Compatibility matrix

The release notes for each operator version include a compatibility matrix. The template:

Operator version CRD versions served Min Kubernetes Tested distros Min Flux Min Velero Min cert-manager Min external-secrets
v0.4.2 v1alpha1 1.28 k3s 1.30, Talos 1.30, EKS 1.30 v2.3 v1.14 v1.15 v0.10
v0.5.0 v1alpha1, v1beta1 1.28 k3s 1.30, Talos 1.30, EKS 1.30, AKS 1.30 v2.3 v1.14 v1.15 v0.10

The numbers above are illustrative; the canonical matrix lives in CHANGELOG.md for each release. The compatibility matrix is the contract Odoo's Cluster Registry uses to decide whether a particular chart version is admissible for a particular cluster (Kubernetes version, distro, existing controller versions).

How to upgrade in practice

For a single cluster, the upgrade is:

  1. Verify the cluster is healthy (Cluster.status.conditions[Connected,Authenticated,ControllersHealthy] = True). Do not upgrade an unhealthy cluster.

### Things to do
1. Answer these questions about the operator upgrade notes above:
(a) Which CRD versions does operator version v0.5.0 serve?
(b) Where does the canonical compatibility matrix live?
(c) What must be true of a cluster before it is upgraded?
2. Carry on the operator upgrade notes above from the last step shown.

[Box annotations on photos]
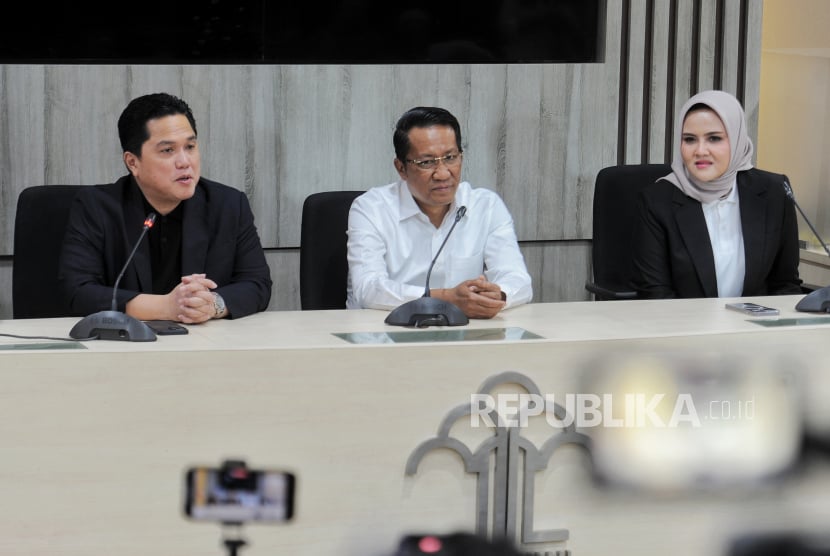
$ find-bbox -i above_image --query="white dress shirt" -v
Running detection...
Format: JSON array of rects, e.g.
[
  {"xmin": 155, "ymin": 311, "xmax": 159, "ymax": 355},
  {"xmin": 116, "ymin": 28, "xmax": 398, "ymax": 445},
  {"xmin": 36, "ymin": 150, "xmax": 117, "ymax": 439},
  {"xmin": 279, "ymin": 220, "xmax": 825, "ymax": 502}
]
[
  {"xmin": 702, "ymin": 183, "xmax": 746, "ymax": 297},
  {"xmin": 346, "ymin": 181, "xmax": 533, "ymax": 310}
]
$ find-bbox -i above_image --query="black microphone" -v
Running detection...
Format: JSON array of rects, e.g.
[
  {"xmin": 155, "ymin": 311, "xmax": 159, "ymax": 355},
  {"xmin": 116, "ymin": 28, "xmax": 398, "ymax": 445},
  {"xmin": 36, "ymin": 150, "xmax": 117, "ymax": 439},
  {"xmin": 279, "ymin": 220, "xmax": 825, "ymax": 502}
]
[
  {"xmin": 69, "ymin": 212, "xmax": 156, "ymax": 342},
  {"xmin": 784, "ymin": 180, "xmax": 830, "ymax": 313},
  {"xmin": 383, "ymin": 207, "xmax": 470, "ymax": 328}
]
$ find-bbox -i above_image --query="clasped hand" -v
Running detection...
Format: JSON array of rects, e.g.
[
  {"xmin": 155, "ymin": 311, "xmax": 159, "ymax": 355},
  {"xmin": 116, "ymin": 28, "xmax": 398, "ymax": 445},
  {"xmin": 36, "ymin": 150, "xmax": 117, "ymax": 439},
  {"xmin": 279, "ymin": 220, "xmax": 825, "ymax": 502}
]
[
  {"xmin": 444, "ymin": 275, "xmax": 506, "ymax": 319},
  {"xmin": 167, "ymin": 274, "xmax": 217, "ymax": 324}
]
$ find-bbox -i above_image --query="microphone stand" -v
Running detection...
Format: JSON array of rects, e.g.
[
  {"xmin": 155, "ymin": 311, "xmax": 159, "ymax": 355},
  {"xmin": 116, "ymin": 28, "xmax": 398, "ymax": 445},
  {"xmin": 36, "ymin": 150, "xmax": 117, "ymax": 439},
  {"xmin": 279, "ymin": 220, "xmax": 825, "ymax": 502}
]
[
  {"xmin": 69, "ymin": 212, "xmax": 156, "ymax": 342},
  {"xmin": 383, "ymin": 207, "xmax": 470, "ymax": 328},
  {"xmin": 784, "ymin": 181, "xmax": 830, "ymax": 313}
]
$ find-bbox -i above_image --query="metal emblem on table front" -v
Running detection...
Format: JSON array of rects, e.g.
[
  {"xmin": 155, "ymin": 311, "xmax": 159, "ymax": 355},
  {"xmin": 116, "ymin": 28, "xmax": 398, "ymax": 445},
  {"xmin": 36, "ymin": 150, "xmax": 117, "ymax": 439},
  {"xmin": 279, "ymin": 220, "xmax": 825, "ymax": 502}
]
[{"xmin": 406, "ymin": 371, "xmax": 590, "ymax": 556}]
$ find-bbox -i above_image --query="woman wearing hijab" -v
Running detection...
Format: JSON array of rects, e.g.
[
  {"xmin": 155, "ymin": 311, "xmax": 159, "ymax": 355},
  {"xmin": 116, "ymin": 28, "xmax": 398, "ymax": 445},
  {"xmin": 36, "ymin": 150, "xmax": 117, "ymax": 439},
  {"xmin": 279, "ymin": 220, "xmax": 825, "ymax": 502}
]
[{"xmin": 633, "ymin": 91, "xmax": 802, "ymax": 298}]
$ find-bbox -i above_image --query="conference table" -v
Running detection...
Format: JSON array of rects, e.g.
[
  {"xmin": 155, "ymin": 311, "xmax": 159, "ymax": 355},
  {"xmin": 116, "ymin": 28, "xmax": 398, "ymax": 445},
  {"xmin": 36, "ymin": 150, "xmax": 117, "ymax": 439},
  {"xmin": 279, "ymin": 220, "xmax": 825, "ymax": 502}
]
[{"xmin": 0, "ymin": 296, "xmax": 830, "ymax": 556}]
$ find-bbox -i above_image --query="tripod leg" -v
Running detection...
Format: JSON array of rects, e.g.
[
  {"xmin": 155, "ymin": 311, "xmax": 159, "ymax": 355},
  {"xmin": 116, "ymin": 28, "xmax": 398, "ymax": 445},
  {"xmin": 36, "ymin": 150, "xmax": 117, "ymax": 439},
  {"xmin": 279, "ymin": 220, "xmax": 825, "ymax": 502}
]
[{"xmin": 223, "ymin": 539, "xmax": 246, "ymax": 556}]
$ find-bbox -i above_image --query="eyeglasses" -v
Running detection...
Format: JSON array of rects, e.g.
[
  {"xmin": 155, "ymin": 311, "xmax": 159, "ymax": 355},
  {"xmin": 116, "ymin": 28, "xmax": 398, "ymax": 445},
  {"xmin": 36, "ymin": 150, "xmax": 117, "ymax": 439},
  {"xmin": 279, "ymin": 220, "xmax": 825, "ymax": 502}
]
[{"xmin": 406, "ymin": 151, "xmax": 464, "ymax": 170}]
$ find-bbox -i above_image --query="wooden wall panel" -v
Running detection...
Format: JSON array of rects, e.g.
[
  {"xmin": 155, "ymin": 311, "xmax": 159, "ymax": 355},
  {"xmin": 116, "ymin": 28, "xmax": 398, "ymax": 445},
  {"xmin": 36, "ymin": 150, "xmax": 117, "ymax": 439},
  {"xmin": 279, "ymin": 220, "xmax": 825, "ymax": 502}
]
[{"xmin": 0, "ymin": 0, "xmax": 761, "ymax": 317}]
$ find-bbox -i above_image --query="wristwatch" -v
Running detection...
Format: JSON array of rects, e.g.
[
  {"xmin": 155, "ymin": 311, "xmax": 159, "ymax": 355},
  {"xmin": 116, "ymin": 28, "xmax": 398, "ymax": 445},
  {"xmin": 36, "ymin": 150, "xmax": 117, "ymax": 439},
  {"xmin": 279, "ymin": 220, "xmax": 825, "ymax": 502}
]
[{"xmin": 213, "ymin": 292, "xmax": 225, "ymax": 319}]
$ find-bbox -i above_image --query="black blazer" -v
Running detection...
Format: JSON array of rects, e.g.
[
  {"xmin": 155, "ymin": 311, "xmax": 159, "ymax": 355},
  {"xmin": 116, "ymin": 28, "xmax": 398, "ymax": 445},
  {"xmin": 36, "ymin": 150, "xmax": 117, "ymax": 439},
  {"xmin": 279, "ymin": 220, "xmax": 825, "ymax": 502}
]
[
  {"xmin": 58, "ymin": 175, "xmax": 271, "ymax": 318},
  {"xmin": 632, "ymin": 168, "xmax": 802, "ymax": 298}
]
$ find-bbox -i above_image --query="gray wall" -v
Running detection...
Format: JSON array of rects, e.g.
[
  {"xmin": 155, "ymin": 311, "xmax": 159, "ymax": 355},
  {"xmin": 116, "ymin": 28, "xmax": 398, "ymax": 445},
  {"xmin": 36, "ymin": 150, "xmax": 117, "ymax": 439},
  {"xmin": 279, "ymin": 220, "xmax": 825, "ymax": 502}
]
[{"xmin": 0, "ymin": 0, "xmax": 762, "ymax": 318}]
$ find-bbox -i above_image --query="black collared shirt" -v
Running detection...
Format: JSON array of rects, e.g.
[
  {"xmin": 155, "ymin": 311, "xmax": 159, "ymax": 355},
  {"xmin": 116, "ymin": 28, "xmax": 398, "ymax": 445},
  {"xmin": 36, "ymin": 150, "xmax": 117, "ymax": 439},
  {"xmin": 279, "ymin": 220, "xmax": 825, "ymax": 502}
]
[{"xmin": 144, "ymin": 199, "xmax": 183, "ymax": 295}]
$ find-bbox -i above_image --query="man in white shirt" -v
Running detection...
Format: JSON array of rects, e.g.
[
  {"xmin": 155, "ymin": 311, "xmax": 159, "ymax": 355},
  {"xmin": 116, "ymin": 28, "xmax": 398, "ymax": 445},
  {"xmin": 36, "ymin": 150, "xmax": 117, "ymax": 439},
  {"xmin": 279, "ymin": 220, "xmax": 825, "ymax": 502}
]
[{"xmin": 346, "ymin": 107, "xmax": 533, "ymax": 318}]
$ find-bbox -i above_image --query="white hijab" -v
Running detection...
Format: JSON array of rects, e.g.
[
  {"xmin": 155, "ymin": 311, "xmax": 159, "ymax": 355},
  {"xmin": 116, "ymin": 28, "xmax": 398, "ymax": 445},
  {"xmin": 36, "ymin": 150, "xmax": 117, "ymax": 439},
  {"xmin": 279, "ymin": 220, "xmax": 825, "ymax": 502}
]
[{"xmin": 662, "ymin": 91, "xmax": 753, "ymax": 203}]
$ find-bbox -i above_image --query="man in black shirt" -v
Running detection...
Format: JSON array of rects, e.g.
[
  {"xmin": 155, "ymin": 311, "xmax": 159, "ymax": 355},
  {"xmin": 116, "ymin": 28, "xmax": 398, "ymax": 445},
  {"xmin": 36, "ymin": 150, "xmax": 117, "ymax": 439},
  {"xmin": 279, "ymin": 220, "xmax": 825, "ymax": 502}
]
[{"xmin": 59, "ymin": 93, "xmax": 271, "ymax": 323}]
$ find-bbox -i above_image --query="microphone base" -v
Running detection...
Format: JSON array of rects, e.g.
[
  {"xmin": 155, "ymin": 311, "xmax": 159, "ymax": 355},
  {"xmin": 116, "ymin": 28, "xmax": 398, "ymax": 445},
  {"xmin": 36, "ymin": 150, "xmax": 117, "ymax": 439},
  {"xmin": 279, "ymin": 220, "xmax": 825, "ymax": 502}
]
[
  {"xmin": 383, "ymin": 297, "xmax": 470, "ymax": 328},
  {"xmin": 795, "ymin": 286, "xmax": 830, "ymax": 313},
  {"xmin": 69, "ymin": 311, "xmax": 156, "ymax": 342}
]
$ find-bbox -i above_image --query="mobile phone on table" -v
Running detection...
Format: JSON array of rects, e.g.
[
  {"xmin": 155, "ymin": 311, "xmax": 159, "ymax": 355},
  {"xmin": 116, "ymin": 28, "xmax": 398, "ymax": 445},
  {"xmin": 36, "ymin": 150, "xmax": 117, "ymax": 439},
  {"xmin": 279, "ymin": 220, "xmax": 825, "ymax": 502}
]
[
  {"xmin": 184, "ymin": 464, "xmax": 296, "ymax": 523},
  {"xmin": 144, "ymin": 320, "xmax": 188, "ymax": 336},
  {"xmin": 726, "ymin": 303, "xmax": 779, "ymax": 317}
]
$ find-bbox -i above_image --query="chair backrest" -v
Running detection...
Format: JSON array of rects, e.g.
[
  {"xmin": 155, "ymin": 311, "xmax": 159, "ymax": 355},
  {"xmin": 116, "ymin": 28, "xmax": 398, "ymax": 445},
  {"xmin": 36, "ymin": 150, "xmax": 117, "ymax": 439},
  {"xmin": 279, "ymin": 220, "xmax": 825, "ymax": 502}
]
[
  {"xmin": 300, "ymin": 191, "xmax": 364, "ymax": 310},
  {"xmin": 585, "ymin": 164, "xmax": 671, "ymax": 300},
  {"xmin": 12, "ymin": 185, "xmax": 84, "ymax": 319}
]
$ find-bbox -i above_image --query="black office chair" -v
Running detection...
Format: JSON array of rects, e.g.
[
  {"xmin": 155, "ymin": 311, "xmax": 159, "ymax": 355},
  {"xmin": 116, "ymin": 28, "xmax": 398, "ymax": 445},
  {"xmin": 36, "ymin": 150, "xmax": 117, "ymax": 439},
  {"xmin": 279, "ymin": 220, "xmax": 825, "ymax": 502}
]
[
  {"xmin": 300, "ymin": 191, "xmax": 364, "ymax": 310},
  {"xmin": 585, "ymin": 164, "xmax": 671, "ymax": 301},
  {"xmin": 12, "ymin": 185, "xmax": 84, "ymax": 319}
]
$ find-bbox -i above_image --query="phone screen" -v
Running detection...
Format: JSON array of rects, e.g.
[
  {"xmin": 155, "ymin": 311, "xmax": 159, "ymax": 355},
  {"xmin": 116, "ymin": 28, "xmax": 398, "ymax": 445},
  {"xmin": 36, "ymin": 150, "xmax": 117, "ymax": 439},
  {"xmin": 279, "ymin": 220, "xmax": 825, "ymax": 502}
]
[{"xmin": 185, "ymin": 467, "xmax": 295, "ymax": 523}]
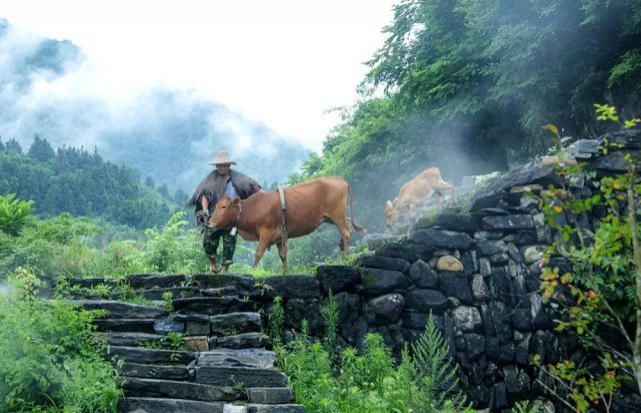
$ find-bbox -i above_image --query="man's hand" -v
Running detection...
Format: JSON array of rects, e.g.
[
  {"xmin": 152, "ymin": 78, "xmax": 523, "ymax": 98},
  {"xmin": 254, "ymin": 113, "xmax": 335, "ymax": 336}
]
[{"xmin": 196, "ymin": 209, "xmax": 209, "ymax": 224}]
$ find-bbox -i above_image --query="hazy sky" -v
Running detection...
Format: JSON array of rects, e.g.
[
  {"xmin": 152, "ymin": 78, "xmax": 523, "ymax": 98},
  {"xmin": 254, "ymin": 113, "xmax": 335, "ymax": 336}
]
[{"xmin": 0, "ymin": 0, "xmax": 396, "ymax": 150}]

### Outputs for the tasks
1.
(a) v1alpha1 and v1beta1.
(b) In CHANGELOG.md for each release.
(c) It must be healthy, with Cluster.status.conditions[Connected,Authenticated,ControllersHealthy] = True.

2.
  2. (Optional) Pin to the current version first (spec.upgrade.pinnedVersion: <current>), test the upgrade in dev, then unpin.
  3. From Odoo (Cluster Registry → cluster → change version), or directly in the cluster (helm upgrade vworkspace-app-operator oci://... --version <new>), bump the version.
  4. Watch Cluster.status.operatorVersion reflect the new value; the rollout finishes within a few minutes.
  5. Confirm Cluster.status.conditions[Connected,Authenticated,ControllersHealthy] = True. If any flips, investigate via troubleshooting.md.

For a fleet, the same procedure happens per wave: dev clusters first, internal next, customer-facing last, with the burn-in windows the Cluster Registry enforces.